--- Task prompt ---
Put every line of the items below into a numbered list, skipping any blank lines. Leave the pictures out of your answer.

____ Provided data

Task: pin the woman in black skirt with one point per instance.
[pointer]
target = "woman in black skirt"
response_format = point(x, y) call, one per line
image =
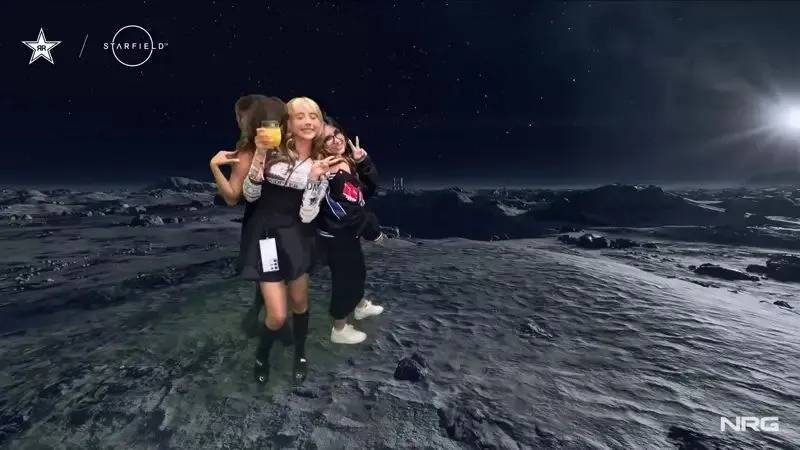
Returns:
point(250, 111)
point(342, 222)
point(277, 245)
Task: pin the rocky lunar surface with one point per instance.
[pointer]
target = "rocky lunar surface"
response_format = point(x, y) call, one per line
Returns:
point(618, 317)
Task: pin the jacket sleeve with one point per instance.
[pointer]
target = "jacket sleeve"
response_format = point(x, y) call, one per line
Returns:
point(368, 175)
point(251, 190)
point(312, 197)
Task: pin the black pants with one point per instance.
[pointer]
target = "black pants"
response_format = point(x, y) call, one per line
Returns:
point(348, 273)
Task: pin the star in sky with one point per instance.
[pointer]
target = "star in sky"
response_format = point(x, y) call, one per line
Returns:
point(41, 47)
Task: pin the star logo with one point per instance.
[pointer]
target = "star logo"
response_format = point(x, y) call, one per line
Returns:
point(41, 47)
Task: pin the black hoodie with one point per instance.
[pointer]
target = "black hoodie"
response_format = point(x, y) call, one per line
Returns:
point(342, 211)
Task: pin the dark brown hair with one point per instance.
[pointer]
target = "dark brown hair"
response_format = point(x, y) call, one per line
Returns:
point(251, 110)
point(348, 150)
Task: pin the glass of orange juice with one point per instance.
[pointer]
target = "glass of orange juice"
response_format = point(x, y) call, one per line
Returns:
point(272, 129)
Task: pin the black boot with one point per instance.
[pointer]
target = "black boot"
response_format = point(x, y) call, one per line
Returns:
point(300, 329)
point(300, 370)
point(286, 336)
point(261, 367)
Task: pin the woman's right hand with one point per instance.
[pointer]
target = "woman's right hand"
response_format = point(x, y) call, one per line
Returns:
point(264, 141)
point(321, 167)
point(223, 158)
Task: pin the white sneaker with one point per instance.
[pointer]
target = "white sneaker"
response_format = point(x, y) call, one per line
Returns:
point(368, 310)
point(347, 335)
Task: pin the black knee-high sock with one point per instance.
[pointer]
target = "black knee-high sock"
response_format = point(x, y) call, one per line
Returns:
point(265, 344)
point(300, 328)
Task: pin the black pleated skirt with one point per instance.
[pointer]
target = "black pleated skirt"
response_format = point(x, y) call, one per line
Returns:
point(296, 245)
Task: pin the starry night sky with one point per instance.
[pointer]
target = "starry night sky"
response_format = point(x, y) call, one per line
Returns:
point(489, 91)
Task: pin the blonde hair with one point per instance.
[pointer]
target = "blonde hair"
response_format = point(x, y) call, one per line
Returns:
point(287, 152)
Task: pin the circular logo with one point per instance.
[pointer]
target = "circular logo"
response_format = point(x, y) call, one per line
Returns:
point(133, 45)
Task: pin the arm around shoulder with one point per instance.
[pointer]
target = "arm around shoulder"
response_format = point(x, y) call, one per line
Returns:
point(368, 174)
point(312, 198)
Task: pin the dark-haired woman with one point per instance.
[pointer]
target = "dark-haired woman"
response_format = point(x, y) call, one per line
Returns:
point(342, 222)
point(250, 111)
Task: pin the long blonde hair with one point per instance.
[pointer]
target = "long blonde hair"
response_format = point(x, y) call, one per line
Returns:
point(287, 152)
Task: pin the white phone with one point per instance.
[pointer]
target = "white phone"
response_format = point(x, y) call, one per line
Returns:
point(269, 255)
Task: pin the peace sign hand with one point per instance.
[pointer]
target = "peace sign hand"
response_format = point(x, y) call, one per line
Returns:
point(322, 167)
point(358, 152)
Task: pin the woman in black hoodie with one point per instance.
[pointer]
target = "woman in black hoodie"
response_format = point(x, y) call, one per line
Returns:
point(342, 222)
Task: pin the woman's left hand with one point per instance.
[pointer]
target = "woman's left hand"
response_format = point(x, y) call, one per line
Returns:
point(358, 152)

________

--- Task response ---
1. Task: pin the woman in black skirt with one point per instance.
2. [pointer]
3. target = "woman in black skirt"
4. response_format = point(x, y) call, one per line
5. image =
6. Returns:
7. point(250, 111)
8. point(342, 222)
9. point(277, 245)
10. Task: pin the rocky lunar surface with one point per instance.
11. [pointer]
12. target = "rocky lunar surface"
13. response_format = point(x, y) call, one per line
14. Returns:
15. point(618, 317)
16. Task: pin the jacket sleeve with one point per instance.
17. [pointer]
18. target = "jacket sleeve"
19. response_format = point(x, y) call, one per line
20. Returns:
21. point(368, 175)
22. point(251, 190)
23. point(312, 197)
24. Task: pin the black pants with one point per instance.
25. [pointer]
26. target = "black pants"
27. response_format = point(x, y) call, one per line
28. Returns:
29. point(348, 273)
30. Task: pin the star in sky with one point per instance.
31. [pointer]
32. target = "star in sky"
33. response_format = point(x, y) call, one per line
34. Returns:
35. point(41, 47)
36. Task: pin the star logo with one point per instance.
37. [pointer]
38. target = "star logo"
39. response_format = point(x, y) call, one per line
40. Returns:
41. point(41, 47)
42. Task: pin the black hoodie with one point per instance.
43. [pointer]
44. target = "black hoodie"
45. response_format = point(x, y) call, one per line
46. Returns:
47. point(342, 211)
48. Task: pin the dark brown hair with one point per instance.
49. [pointer]
50. target = "dark brown hair"
51. response_format = point(x, y) call, one per line
52. Returns:
53. point(251, 110)
54. point(348, 150)
55. Task: pin the glass of orange juice with one point per instance.
56. [pointer]
57. target = "glass of orange juice"
58. response_format = point(x, y) call, one per line
59. Returns:
60. point(272, 129)
61. Task: pin the black boot with one point per instance.
62. [pointer]
63. target = "black boot"
64. response_format = point(x, y) call, one per line
65. Returns:
66. point(300, 329)
67. point(300, 370)
68. point(286, 336)
69. point(261, 367)
70. Task: pin the woman's right hand with one point per instance.
71. [pointer]
72. target = "woman's right hand"
73. response_format = point(x, y) call, one per line
74. Returns:
75. point(264, 141)
76. point(321, 167)
77. point(223, 158)
78. Task: pin the white sneaker with one point per instance.
79. [pointer]
80. target = "white sneaker"
81. response_format = point(x, y) call, one per line
82. Returns:
83. point(368, 310)
84. point(347, 335)
85. Task: pin the black knee-high sock with one point per instance.
86. [pointer]
87. target = "black knee-high sock"
88. response_format = point(x, y) call, one per line
89. Returns:
90. point(265, 344)
91. point(300, 328)
92. Task: pin the black pleated skirt with one point per instance.
93. [pointer]
94. target = "black pleated skirt"
95. response_format = point(x, y) call, one per line
96. Returns:
97. point(296, 245)
98. Task: pin the starry night sky with one point per instance.
99. [pointer]
100. target = "starry night sky"
101. response_format = point(x, y) call, one per line
102. Returns:
103. point(489, 91)
104. Task: pin the blonde hair with one point per instance.
105. [pointer]
106. target = "blonde hair"
107. response_format = point(x, y) call, one per line
108. Returns:
109. point(287, 152)
110. Task: pin the circular logo with one point per instance.
111. [pointer]
112. target = "circular logo"
113. response_format = point(x, y) call, one per line
114. Returns:
115. point(133, 45)
116. Task: pin the arm around shoulder with one point per instance.
117. [pointer]
118. target = "arm around shoulder"
119. response_format = point(x, y) call, one per line
120. Returns:
121. point(368, 174)
122. point(312, 198)
123. Task: pin the dark-haired woman with one point per instance.
124. [pointer]
125. target = "dark-haired woman"
126. response_format = point(x, y) call, one per line
127. Returns:
128. point(342, 222)
129. point(250, 111)
130. Task: pin the long blonde hair with one point per instance.
131. [pointer]
132. target = "long blonde hair"
133. response_format = point(x, y) call, one per line
134. Returns:
135. point(287, 152)
136. Task: pin the white phone with one point per instance.
137. [pointer]
138. target = "white phone"
139. response_format = point(x, y) call, one per line
140. Returns:
141. point(269, 255)
142. Task: pin the peace sign hand with one point per instance.
143. [pointer]
144. target = "peace sign hand"
145. response_format = point(x, y) call, one per line
146. Returns:
147. point(322, 167)
148. point(358, 152)
149. Task: pin the woman in black hoodie with one point per instance.
150. [pointer]
151. target = "woman in black hoodie"
152. response_format = point(x, y) call, one per line
153. Returns:
154. point(342, 222)
155. Task: pin the woman's left hand with one point per instance.
156. [pointer]
157. target = "woman's left hand"
158. response_format = point(x, y) call, one per line
159. Returns:
160. point(358, 152)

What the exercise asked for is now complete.